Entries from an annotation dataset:
===============
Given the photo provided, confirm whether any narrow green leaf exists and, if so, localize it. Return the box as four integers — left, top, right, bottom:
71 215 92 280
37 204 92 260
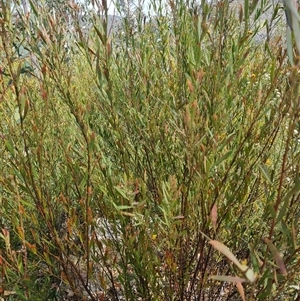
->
264 238 287 276
258 164 272 184
5 140 15 157
212 150 232 168
276 175 300 224
210 275 247 283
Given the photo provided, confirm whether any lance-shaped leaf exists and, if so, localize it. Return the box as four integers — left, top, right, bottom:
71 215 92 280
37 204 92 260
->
211 204 218 231
210 275 247 283
264 238 287 276
209 240 256 282
236 282 246 301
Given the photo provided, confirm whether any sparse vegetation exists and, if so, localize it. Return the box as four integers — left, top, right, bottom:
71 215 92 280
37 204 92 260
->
0 0 300 301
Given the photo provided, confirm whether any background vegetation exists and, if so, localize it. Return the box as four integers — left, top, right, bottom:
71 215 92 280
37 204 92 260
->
0 0 300 301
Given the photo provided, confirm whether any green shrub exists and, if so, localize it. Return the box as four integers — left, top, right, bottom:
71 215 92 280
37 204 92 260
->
0 1 300 300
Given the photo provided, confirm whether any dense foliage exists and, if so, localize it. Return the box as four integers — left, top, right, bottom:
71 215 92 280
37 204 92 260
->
0 0 300 301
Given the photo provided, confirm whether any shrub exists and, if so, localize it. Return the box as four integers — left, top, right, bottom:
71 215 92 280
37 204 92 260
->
0 1 300 300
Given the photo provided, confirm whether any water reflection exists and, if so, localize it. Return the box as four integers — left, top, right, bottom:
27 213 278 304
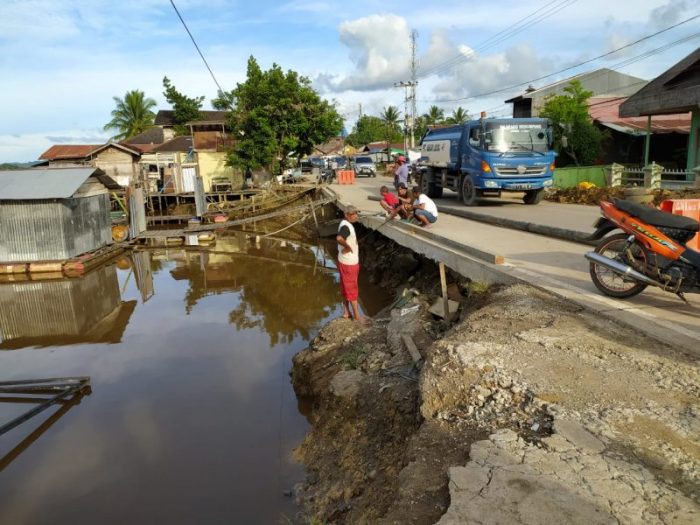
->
0 265 136 350
0 234 356 525
170 233 339 346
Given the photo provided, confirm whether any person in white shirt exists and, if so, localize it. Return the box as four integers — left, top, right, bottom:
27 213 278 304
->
413 186 437 228
335 206 368 324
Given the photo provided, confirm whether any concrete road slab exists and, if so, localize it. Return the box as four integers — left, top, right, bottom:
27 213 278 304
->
331 177 700 353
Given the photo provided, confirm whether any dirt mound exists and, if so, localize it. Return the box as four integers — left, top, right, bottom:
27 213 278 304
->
293 236 700 524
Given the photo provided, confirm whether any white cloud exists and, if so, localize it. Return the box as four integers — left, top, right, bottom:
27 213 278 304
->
0 129 110 162
334 14 411 91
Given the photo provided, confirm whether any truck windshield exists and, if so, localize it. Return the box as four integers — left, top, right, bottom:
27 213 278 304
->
484 123 548 153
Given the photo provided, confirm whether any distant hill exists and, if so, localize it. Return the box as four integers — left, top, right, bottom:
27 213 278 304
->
0 162 35 171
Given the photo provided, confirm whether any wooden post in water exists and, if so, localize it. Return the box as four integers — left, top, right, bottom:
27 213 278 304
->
438 262 450 321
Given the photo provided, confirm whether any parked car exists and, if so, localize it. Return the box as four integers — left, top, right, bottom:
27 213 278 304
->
299 157 326 175
353 156 377 177
331 156 348 170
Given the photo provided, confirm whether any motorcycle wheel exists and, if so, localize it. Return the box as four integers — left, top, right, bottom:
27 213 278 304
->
589 233 647 299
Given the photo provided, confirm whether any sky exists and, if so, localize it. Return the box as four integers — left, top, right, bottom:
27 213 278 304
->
0 0 700 162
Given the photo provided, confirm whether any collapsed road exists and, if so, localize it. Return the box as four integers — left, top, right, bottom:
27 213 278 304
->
293 217 700 524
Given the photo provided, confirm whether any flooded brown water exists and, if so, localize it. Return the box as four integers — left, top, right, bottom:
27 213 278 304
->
0 234 382 525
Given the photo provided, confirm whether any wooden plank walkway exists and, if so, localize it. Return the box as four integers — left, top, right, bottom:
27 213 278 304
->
138 198 335 239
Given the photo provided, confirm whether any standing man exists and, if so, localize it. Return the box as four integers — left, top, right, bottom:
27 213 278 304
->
394 156 408 189
413 186 437 228
335 205 367 324
379 186 401 219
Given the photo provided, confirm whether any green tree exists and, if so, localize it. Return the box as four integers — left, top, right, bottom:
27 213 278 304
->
423 106 445 126
445 106 469 124
345 115 402 147
540 80 606 166
163 77 204 135
104 89 156 140
226 56 343 173
379 106 401 131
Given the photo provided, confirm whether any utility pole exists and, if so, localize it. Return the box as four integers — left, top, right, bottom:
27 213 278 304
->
394 29 418 150
411 29 418 149
394 80 418 154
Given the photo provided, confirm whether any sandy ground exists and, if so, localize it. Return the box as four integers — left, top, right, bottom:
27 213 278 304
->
293 231 700 524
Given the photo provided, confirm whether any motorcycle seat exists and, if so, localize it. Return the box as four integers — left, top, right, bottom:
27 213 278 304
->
613 199 700 232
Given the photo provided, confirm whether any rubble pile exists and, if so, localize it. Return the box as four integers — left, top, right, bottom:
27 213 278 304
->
293 234 700 524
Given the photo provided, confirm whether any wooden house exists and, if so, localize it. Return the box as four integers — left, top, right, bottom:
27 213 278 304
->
39 142 141 186
0 167 114 263
620 48 700 169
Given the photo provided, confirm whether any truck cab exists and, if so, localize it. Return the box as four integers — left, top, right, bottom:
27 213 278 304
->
421 118 555 206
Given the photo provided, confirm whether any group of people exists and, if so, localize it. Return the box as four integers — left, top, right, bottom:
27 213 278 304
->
336 157 438 324
379 182 438 228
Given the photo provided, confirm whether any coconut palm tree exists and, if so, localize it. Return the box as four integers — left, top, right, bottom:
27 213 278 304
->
379 106 401 131
104 89 156 140
423 106 445 126
447 106 469 124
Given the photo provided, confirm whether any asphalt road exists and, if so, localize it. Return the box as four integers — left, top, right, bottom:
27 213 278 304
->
332 177 700 352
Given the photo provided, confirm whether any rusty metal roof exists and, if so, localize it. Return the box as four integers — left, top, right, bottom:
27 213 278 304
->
39 144 103 160
588 97 690 135
0 168 104 201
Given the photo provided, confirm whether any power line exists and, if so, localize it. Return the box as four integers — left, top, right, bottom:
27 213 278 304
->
423 15 700 102
170 0 224 95
419 0 578 78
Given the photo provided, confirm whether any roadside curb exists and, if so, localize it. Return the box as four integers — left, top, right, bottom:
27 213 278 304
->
367 195 597 246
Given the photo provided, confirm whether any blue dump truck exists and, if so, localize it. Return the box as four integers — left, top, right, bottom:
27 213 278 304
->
419 118 555 206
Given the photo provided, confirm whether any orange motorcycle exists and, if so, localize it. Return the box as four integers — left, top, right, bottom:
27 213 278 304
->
586 199 700 301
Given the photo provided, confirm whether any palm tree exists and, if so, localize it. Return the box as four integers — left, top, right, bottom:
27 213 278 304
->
104 89 156 140
447 106 469 124
423 106 445 126
379 106 401 130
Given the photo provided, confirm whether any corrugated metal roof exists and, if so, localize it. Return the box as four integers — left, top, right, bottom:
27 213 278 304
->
153 109 227 126
39 144 102 160
0 168 104 201
588 97 690 135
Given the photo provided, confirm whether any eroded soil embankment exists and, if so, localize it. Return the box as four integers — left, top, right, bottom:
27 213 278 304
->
294 227 700 524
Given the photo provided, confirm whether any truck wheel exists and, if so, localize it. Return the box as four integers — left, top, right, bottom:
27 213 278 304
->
461 175 481 206
420 172 442 199
523 188 544 204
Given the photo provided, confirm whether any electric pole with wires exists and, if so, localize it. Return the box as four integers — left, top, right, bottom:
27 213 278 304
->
394 29 418 151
===============
**AIM OF THE EXERCISE**.
Rewrite the part of the listing that opens with the line containing "Given the photo provided, confirm whether any palm" and runs through the end of the listing, changing "truck wheel" to "vehicle wheel" and keeping everything else the same. Return only those lines.

**RESPONSE BELOW**.
Given the photo provided, confirm whether any palm tree exists and, if so, localize it. Return the box as four integers — left, top, right, bottom:
27 213 278 304
->
104 89 156 140
447 106 469 124
423 106 445 126
379 106 401 130
Given the photo provided, confirm whether any corrugated metal roof exists and, if so, localize it. Return the box as four integers — left, top, right, bottom:
27 213 278 304
->
153 109 227 126
39 144 102 160
0 168 104 201
588 97 690 135
Given the photo provided, confirm whether any eroded soil embankment exists and, if so, localize it. Return the box as four integers — left, top, right, bottom:
27 213 278 304
->
294 227 700 524
Given the photo provided, confirm whether any vehicle wheel exists and, if so, localize it. Return the box as four integers — left, top, right, bottom:
27 213 278 304
->
461 175 481 206
420 172 442 199
523 188 544 204
Given the photo provided, confirm whether any electric pole with wires exists and, if so, localize it. Return the box as four integers — left, top, right, bottom:
27 213 278 304
->
394 29 418 151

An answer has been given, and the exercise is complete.